-- begin --

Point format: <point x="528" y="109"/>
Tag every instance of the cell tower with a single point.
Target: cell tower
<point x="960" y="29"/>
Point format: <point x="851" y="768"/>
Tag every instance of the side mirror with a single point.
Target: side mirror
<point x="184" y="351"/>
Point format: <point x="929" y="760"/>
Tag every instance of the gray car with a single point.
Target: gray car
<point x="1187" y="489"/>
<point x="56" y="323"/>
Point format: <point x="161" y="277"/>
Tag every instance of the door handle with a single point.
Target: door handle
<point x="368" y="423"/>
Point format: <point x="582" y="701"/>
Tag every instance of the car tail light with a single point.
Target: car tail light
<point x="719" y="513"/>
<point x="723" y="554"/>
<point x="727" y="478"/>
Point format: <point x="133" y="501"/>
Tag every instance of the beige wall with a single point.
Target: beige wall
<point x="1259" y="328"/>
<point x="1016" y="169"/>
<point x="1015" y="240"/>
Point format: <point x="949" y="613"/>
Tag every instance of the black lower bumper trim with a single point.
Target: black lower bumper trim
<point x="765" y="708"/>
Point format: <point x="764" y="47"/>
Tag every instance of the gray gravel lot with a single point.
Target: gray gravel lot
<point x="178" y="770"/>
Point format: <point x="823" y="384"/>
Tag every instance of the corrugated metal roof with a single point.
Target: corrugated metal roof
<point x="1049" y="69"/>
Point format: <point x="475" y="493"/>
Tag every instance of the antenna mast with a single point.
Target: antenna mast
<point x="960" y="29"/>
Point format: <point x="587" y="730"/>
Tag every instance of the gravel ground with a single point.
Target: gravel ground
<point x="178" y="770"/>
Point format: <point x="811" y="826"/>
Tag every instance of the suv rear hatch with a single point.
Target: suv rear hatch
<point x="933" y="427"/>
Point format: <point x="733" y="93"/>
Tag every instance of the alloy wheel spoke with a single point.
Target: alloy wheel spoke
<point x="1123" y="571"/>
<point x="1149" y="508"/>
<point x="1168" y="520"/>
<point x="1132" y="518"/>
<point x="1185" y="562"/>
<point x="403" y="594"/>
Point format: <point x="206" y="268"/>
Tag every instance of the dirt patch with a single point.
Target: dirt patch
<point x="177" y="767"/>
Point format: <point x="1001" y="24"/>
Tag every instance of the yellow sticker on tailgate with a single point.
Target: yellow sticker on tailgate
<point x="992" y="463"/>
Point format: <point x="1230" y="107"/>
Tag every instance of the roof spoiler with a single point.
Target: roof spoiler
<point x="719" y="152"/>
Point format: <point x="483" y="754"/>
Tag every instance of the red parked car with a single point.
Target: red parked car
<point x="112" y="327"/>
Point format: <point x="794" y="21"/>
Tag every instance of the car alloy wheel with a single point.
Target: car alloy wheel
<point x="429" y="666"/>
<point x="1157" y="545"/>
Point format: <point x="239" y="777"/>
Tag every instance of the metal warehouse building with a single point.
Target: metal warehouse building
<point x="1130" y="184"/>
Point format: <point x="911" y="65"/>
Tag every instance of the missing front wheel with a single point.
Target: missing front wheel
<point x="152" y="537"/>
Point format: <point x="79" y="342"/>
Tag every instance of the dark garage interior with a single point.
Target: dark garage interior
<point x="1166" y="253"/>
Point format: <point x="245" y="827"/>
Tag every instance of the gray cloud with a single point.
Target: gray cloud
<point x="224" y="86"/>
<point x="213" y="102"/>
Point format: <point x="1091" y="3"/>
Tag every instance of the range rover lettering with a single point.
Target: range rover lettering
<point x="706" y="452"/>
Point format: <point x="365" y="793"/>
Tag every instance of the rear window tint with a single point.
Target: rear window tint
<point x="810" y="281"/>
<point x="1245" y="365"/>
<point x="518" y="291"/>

-- end --

How many lines in the material above contain the word "dirt"? Give only the number.

2